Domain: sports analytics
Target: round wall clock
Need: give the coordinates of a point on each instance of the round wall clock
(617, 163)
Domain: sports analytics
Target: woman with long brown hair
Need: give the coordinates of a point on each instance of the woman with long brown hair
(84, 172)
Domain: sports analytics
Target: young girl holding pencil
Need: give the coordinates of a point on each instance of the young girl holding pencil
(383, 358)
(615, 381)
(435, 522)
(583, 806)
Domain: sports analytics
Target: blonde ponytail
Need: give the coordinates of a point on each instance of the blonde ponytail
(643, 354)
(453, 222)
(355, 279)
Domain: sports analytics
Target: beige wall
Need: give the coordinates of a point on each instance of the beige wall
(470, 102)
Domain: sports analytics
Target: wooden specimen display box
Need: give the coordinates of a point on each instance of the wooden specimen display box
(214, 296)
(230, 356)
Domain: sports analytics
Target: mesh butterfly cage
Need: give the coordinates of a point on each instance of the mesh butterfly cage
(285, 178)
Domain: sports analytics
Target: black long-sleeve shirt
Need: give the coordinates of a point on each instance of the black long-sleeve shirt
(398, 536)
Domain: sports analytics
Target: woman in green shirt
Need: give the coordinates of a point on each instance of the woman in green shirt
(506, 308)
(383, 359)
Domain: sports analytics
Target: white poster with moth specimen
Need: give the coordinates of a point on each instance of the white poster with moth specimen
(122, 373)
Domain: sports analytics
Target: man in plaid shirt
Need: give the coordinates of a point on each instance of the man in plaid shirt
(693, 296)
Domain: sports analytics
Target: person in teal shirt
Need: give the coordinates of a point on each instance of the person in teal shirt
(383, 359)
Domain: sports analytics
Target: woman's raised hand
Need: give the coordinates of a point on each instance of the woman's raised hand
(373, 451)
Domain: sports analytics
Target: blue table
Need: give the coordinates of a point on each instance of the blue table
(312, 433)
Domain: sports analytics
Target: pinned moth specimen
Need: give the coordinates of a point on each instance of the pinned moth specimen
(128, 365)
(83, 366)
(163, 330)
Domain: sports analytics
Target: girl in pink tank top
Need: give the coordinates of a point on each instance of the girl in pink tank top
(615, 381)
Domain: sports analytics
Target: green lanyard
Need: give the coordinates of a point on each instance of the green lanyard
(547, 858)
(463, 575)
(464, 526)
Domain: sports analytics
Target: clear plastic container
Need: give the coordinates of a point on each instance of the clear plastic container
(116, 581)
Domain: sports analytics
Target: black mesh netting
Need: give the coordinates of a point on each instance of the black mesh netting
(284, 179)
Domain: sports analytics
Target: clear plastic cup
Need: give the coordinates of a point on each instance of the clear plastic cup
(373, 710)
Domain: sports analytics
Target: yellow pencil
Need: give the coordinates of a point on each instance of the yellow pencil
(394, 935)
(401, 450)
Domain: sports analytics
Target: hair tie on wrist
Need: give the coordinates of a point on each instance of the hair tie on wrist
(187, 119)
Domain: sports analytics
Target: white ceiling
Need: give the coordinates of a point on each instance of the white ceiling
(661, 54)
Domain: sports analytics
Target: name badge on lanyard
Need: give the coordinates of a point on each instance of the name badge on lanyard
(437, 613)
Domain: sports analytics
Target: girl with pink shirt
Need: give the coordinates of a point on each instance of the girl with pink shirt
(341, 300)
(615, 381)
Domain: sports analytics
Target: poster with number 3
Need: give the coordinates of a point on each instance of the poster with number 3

.....

Pull out every line in the entries above that contains the string "ceiling", matching case exactly.

Target: white ceiling
Need: give the coordinates of a point on each instance of the white ceiling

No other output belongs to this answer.